→ PROVIDED TEXT
________________________________________

[
https://issues.apache.org/jira/browse/PIG-2831?page=com.atlassian.jira.plugin.system.issuetabpanels:comment-tabpanel&focusedCommentId=13419009#comment-13419009
]
Prasanth J commented on PIG-2831:
---------------------------------
Hello everyone
With reference to the description of this issue, I am working on step 3 which
involves creating a sampling job and executing naive cube computation algorithm
over the sample dataset. The requirement for this sample job is that I should
be able to select sample size proportional to the size of the input data size.
This sampling job is required to determine the large group size and perform
partitioning of the large groups so that no single reducer gets overloaded with
large groups.
One thing I am stuck with is dynamically choosing the sample size. In the
current implementation I am using sample operator to load a fixed sample size
(10% data). Since the sample size is not chosen dynamically this fixed sampling
will result in over sampling for large datasets. For dynamically choosing the
sample size, we need to know the total number of tuples in the input dataset.
But finding the total number of tuples is not trivial. One way to find the
total number of tuples is to first find the total input size and size of one
tuple in memory. The problem with this approach is that since tuple is
List<Object> the reported in-memory size of tuple will be much larger than
actual size of row in bytes. To verify this I tested with a simple dataset
Input file size : 319 bytes
Actual number of rows: 13
Number of dimensions: 5
Schema: int, chararray, chararray, chararray, int
Actual row size: 319/13 ~= 25 bytes
In-memory tuple size reported: 264 bytes (~10x greater than actual size of row)
Since, in-memory tuple size is higher we cannot make a good estimation of the
total number of rows in the dataset and hence the sample size.

________________________________________

→ STORED ROWS
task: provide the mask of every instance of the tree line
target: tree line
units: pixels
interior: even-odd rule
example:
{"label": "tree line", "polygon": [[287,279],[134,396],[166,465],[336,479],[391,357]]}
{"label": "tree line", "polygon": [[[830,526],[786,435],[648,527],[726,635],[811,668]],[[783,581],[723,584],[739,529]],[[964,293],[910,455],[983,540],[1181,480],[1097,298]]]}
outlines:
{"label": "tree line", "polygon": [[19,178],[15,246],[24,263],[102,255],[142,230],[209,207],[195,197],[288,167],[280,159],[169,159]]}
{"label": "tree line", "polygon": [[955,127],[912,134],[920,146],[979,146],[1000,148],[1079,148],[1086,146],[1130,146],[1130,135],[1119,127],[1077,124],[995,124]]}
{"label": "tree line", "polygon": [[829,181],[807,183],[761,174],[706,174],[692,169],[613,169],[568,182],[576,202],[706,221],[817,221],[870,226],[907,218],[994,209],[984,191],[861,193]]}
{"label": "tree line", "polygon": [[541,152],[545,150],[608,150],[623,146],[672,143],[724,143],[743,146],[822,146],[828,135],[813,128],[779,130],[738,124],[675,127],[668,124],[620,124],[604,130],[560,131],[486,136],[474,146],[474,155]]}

________________________________________

→ THE TASKS
- 1) What label-and-value lines does the PIG-2831 comment list for its simple test dataset? Give each label with its value.
- 2) Could you write the next part of the PIG-2831 comment, picking up after its last sentence?
The data has no connection to the PIG-2831 comment.

→ ANSWERS IN ORDER
- 1)
- Input file size: 319 bytes
- Actual number of rows: 13
- Number of dimensions: 5
- Schema: int, chararray, chararray, chararray, int
- Actual row size: 319/13 ~= 25 bytes
- In-memory tuple size reported: 264 bytes (~10x greater than actual size of row)

- 2)
Other approaches,
I looked into how PoissonSampleLoader and RandomSampleLoader works. Both takes
a different approach for loading sample dataset. PoissonSampleLoader uses the
distribution of the skewed key to generate sample rows that best represent the
underlying data. This loader inserts a special marker at the last tuple with
the number of rows in the dataset. Since, this loader is specifically meant for
handling skewed keys, I cannot use this in my case for generating sample
dataset.
For using RandomSampleLoader, we need to specify the number of samples to be
loaded beforehand so that the loader stops after loading the specified number
of tuples. Since we need to specify the sample size before loading we have no
means to dynamically load samples for datasets of varying size.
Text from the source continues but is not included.